• Source document
Neerja Bhanot was working as a senior flight attendant for Pan American World Airways when tragedy struck on the morning of Sept. 5, 1986.
While on a routine stopover in Pakistan, Pan Am Flight 73 was hijacked by four armed Palestinian terrorists. Though nearly everyone was paralyzed with fear, Neerja Bhanot wasted no time in trying to diffuse the situation.
Though she was only 22 at the time, Bhanot’s quick thinking saved the pilots and hundreds of others from a treacherous 17-hour ordeal that claimed 20 lives — including her own. A hero to the end, she was shot to death while protecting three children from gunfire. This is her remarkable story.
Who Was Neerja Bhanot?
Born on Sept. 7, 1963, in Chandigarh, India, Bhanot moved to Mumbai as a teenager. She had just enrolled at St. Xavier’s College when a photographer saw her on campus and she began modeling for stores like Paville and products like Vaporex.
Raised in the local customs, Bhanot agreed to an arranged marriage that her family had organized. She tied the knot with a man from the United Arab Emirates in March 1985, but discovered that he was abusive shortly afterward. Shirking tradition, she divorced him after two months and decided to become a flight attendant.
With her trained poise and natural looks, Neerja Bhanot was picked out of 10,000 applicants to become a new air hostess for Pan American. At the same time, Palestine’s Abu Nadal terrorist organization grew increasingly hostile towards Israel and its allies, and particularly the United States for supporting the imprisonment of Palestinian rebels.
It was only a year after Neerja Bhanot was first hired by Pan Am that the organization launched its nefarious plot to hijack Pan Am Flight 73, which they planned to reroute to Cyprus and then Israel to free Palestinian prisoners.
As the plane was about to depart from Karachi, Pakistan, shortly before dawn that fateful morning, Bhanot and the passengers were met with deafening gunfire.

[Point labeling dataset excerpts]

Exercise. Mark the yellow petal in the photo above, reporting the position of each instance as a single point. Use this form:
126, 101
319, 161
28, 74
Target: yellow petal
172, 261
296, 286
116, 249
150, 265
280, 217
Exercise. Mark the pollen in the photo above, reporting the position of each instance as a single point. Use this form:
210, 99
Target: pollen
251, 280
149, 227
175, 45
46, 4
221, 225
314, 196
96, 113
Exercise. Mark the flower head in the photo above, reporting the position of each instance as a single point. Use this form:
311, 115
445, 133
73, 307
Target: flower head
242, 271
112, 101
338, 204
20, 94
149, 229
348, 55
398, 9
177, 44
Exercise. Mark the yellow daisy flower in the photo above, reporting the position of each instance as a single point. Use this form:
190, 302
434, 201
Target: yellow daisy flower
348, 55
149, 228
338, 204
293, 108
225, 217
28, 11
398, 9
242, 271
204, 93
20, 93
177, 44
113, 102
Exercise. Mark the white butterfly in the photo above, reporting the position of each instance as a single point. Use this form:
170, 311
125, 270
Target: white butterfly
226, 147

• Stated exercise 1
From the Neerja Bhanot article, copy the passage starting with "Raised in the" and going on through "a flight attendant.", swapping "two months" for "eight weeks".
• Stated exercise 2
Using the Neerja Bhanot article, answer each question briefly.
(a) In what city was Bhanot born?
(b) Out of how many applicants was she picked to join Pan American?
(c) How many lives did the ordeal on Pan Am Flight 73 claim?

• Expected output 1
Raised in the local customs, Bhanot agreed to an arranged marriage that her family had organized. She tied the knot with a man from the United Arab Emirates in March 1985, but discovered that he was abusive shortly afterward. Shirking tradition, she divorced him after eight weeks and decided to become a flight attendant.

• Expected output 2
(a) Chandigarh, India
(b) 10,000
(c) 20